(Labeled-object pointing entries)
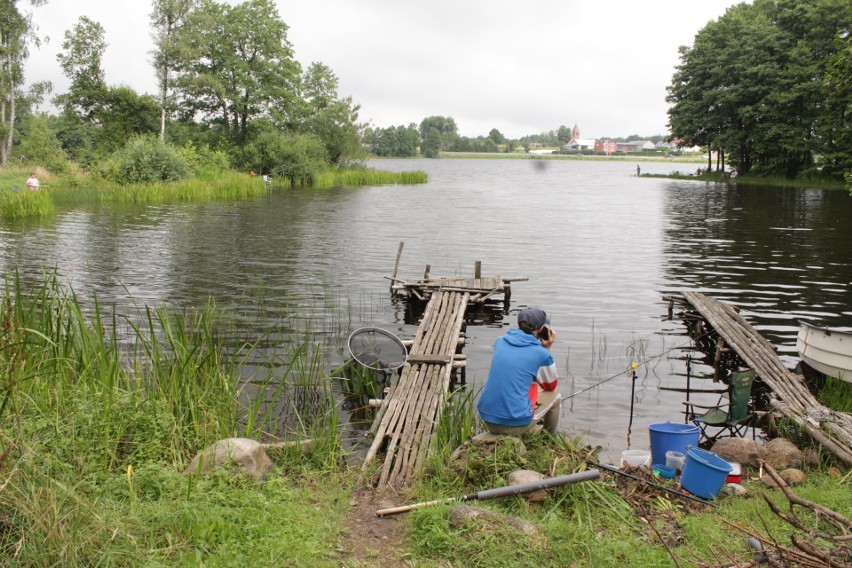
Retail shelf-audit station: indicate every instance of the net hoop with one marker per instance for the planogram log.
(377, 349)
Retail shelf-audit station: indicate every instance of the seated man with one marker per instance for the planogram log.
(510, 402)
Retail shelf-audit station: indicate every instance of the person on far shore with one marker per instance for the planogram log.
(32, 182)
(510, 403)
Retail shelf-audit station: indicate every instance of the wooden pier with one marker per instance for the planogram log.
(480, 288)
(730, 340)
(408, 417)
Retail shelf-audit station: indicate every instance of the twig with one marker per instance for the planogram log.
(835, 519)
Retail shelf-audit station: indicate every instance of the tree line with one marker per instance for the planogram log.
(767, 87)
(230, 92)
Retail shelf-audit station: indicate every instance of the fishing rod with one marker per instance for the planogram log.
(652, 484)
(500, 491)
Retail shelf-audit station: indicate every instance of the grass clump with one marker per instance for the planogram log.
(99, 415)
(361, 176)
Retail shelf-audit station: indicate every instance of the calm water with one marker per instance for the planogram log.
(600, 247)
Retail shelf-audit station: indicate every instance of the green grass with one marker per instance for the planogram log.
(17, 203)
(802, 183)
(359, 176)
(99, 414)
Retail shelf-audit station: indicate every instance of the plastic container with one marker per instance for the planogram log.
(663, 471)
(704, 473)
(635, 458)
(736, 475)
(675, 460)
(666, 436)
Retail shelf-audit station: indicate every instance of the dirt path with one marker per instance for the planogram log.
(370, 540)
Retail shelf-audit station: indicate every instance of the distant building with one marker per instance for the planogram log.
(605, 146)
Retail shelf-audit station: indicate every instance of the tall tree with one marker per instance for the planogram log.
(167, 19)
(17, 32)
(237, 66)
(334, 120)
(81, 60)
(447, 130)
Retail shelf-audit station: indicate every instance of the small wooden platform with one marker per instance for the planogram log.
(409, 415)
(480, 288)
(725, 328)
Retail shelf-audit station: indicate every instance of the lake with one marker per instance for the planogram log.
(601, 248)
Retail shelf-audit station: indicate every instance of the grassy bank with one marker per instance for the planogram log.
(745, 181)
(16, 202)
(101, 412)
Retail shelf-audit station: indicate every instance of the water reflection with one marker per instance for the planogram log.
(600, 247)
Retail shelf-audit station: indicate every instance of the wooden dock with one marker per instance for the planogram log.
(726, 336)
(480, 288)
(408, 417)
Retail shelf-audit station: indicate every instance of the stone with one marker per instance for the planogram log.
(735, 489)
(793, 476)
(740, 450)
(247, 454)
(522, 476)
(462, 515)
(781, 454)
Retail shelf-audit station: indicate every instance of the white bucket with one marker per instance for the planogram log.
(635, 458)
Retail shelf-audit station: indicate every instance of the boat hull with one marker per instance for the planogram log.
(825, 350)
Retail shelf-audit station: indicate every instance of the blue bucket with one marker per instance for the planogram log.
(704, 473)
(666, 436)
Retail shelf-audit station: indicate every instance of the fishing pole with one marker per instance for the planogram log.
(500, 491)
(652, 484)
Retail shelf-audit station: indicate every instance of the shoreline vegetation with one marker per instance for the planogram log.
(17, 202)
(100, 413)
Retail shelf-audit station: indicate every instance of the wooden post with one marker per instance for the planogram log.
(717, 360)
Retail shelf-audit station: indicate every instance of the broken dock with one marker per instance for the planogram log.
(407, 419)
(730, 341)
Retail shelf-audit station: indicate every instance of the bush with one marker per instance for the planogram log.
(146, 160)
(204, 159)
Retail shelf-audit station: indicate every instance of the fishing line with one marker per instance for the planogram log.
(643, 363)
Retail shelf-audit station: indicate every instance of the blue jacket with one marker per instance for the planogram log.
(519, 358)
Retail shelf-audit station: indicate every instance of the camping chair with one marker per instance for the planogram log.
(731, 414)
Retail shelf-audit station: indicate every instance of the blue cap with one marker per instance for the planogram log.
(532, 318)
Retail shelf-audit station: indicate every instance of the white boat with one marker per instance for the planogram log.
(828, 351)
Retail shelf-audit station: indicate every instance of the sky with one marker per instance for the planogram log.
(522, 67)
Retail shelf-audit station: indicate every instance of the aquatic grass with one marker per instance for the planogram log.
(24, 203)
(836, 394)
(362, 176)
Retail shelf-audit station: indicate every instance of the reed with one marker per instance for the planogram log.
(23, 204)
(362, 176)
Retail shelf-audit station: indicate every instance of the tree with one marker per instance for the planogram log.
(446, 127)
(236, 66)
(81, 61)
(755, 86)
(431, 142)
(17, 32)
(167, 19)
(332, 119)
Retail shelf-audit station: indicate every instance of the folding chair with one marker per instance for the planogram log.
(731, 415)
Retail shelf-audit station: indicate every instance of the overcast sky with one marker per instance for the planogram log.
(523, 67)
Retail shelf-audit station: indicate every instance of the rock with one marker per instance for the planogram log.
(461, 516)
(250, 455)
(781, 454)
(522, 476)
(740, 450)
(793, 476)
(735, 489)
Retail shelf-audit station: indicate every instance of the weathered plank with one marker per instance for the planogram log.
(405, 426)
(789, 394)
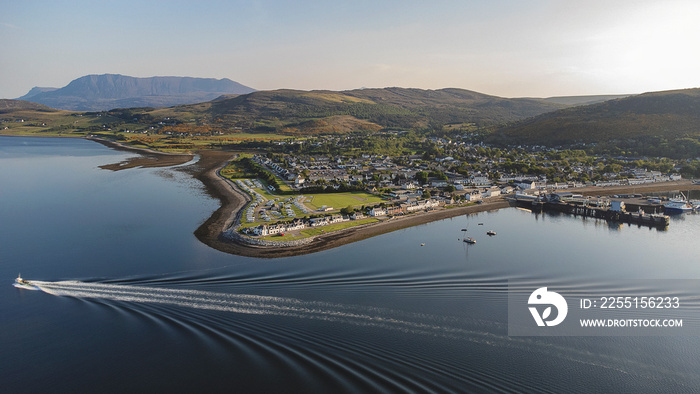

### TASK BRIEF
Gather every line of the data that contains the word "water" and copy each one out in full.

### FINISHED ANSWER
Retail shelf-audit station: indicate every instance of the calm water with one marker per instance for the planogram log.
Retail shelf-audit station: indicate every instance of the water reflection with one marker per instance for the planogram log.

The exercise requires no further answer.